Document passage:
---

Year 4 cohort

The numeracy, reading, and writing performance of year four students.

Performance » Year 4 cohort

Year four students who participated in PILNA 2021 have had different schooling experiences from previous PILNA cohorts. Formal learning in Pacific countries has been significantly disrupted since 2019, when the Covid-19 pandemic resulted in periodic school closures throughout the region. Other health-related events and natural disasters, such as the measles outbreak in Samoa and the Hunga Tonga-Hunga Ha'apai volcanic eruption, have created further learning disruptions.

These events may have also had wider impacts on school-age children, such as changes to their mental health, community commitments, and their access to education, although further research is needed to validate any wider impacts of these events.

What is relatively unique for this 2021 year four cohort compared to the 2021 year six cohort is that the events between 2019 and 2021 cover a greater proportion of their formal schooling to date. Most of their formal schooling years have been subject to periodic education disruptions.

PILNA 2021 is the first large-scale regional assessment to show the consequences of these disruptions. It has collected the information necessary to link them to student performance and analysis of this information will be undertaken in the near future and provided alongside the PILNA 2021 results when available.

In PILNA 2021, the numeracy performance of 20,892 year four students was analysed (10,293 girls; 10,599 boys), the reading performance of 20,738 year four students was analysed (10,221 girls; 10,517 boys), and the writing performance of 20,708 year four students was analysed (10,210 girls; 10,498 boys).

Read and learn more about the performance of year 4 students' performance in each domain here:

In addition to not meeting the minimum expected level of performance for reading in 2021, year four students had a lower average performance in reading compared to 2018.

After 2015, year four reading scores increased by a very small margin in 2018 and then decreased by a small margin in 2021. Average reading scores from the 2015 and 2018 PILNA cycles also fall below current minimum performance expectations.

---

Referring expression data
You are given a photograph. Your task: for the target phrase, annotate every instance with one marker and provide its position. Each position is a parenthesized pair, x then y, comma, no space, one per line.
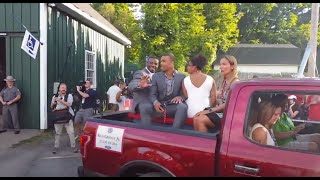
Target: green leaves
(187,29)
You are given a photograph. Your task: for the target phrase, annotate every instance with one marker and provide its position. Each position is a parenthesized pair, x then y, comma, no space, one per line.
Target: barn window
(90,68)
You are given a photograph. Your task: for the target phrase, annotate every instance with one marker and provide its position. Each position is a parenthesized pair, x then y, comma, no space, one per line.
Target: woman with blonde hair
(211,117)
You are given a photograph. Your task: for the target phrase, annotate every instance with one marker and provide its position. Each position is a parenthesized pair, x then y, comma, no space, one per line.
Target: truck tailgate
(181,154)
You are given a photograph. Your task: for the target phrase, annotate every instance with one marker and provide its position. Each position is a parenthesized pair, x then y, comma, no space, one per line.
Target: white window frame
(94,78)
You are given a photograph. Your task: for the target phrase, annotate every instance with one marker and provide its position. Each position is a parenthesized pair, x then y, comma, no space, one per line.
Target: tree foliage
(186,29)
(274,23)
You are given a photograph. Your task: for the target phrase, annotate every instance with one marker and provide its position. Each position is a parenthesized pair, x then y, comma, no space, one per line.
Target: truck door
(247,158)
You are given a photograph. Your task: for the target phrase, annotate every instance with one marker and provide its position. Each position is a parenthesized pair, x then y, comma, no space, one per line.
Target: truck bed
(159,145)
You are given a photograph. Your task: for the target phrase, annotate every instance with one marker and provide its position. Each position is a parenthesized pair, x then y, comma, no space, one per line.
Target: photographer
(87,106)
(60,102)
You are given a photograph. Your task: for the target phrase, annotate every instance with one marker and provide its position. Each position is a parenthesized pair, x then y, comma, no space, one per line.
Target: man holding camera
(59,102)
(87,106)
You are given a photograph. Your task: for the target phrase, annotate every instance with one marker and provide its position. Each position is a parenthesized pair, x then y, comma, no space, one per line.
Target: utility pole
(313,39)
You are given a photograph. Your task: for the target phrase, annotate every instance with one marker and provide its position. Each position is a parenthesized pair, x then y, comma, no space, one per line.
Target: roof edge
(69,7)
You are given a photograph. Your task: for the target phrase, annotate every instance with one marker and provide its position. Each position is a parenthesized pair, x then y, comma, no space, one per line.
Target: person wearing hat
(9,96)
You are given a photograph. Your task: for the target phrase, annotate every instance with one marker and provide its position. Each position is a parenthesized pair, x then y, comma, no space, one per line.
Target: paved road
(37,160)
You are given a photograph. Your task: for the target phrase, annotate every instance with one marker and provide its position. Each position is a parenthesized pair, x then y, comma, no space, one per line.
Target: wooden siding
(64,31)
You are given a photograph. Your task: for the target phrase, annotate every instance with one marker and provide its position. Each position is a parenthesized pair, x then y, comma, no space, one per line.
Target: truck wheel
(153,174)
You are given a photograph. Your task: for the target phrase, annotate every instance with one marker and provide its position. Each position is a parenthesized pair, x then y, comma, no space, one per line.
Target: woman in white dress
(198,88)
(211,117)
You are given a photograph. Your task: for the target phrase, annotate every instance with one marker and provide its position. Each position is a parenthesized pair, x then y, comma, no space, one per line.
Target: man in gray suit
(166,94)
(141,83)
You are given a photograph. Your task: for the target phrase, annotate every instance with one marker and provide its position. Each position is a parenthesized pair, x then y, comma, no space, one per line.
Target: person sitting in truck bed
(166,95)
(262,131)
(198,88)
(211,117)
(287,134)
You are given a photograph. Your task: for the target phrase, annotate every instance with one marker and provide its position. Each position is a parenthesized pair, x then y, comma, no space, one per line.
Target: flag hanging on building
(30,44)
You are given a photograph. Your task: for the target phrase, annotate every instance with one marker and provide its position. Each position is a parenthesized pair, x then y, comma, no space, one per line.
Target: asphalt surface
(35,159)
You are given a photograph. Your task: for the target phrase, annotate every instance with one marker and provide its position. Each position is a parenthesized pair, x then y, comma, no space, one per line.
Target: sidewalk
(7,139)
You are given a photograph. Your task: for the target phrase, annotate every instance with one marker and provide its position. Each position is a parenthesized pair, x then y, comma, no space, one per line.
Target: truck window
(284,119)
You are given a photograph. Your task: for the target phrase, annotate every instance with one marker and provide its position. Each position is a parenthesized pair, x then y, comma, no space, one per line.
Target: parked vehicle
(116,145)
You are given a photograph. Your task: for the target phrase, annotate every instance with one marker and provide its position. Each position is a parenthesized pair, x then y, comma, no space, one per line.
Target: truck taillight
(84,140)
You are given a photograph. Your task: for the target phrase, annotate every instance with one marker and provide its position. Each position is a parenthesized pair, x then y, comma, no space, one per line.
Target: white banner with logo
(30,44)
(109,138)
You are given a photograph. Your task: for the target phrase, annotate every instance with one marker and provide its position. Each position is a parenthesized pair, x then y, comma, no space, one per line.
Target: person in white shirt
(198,88)
(59,103)
(112,94)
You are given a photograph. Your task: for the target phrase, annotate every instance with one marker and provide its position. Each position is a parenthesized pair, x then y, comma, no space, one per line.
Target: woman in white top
(199,88)
(267,116)
(211,117)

---

Task list:
- 1) Using the year four cohort text, decide whether each statement agrees with it, answering yes or no and quoting the words that settle it: (a) more boys than girls had their numeracy performance analysed; (b) year four reading scores fell by a large margin in 2021; (c) the measles outbreak mentioned took place in Tonga.
- 2) Reproduce part of the year four cohort text verbatim, starting at the words "In addition to" and ending after "minimum performance expectations.".

Exercise solutions:
- 1)
(a) Yes: "(10,293 girls; 10,599 boys)"
(b) No: "then decreased by a small margin in 2021"
(c) No: "the measles outbreak in Samoa"

- 2)
In addition to not meeting the minimum expected level of performance for reading in 2021, year four students had a lower average performance in reading compared to 2018.

After 2015, year four reading scores increased by a very small margin in 2018 and then decreased by a small margin in 2021. Average reading scores from the 2015 and 2018 PILNA cycles also fall below current minimum performance expectations.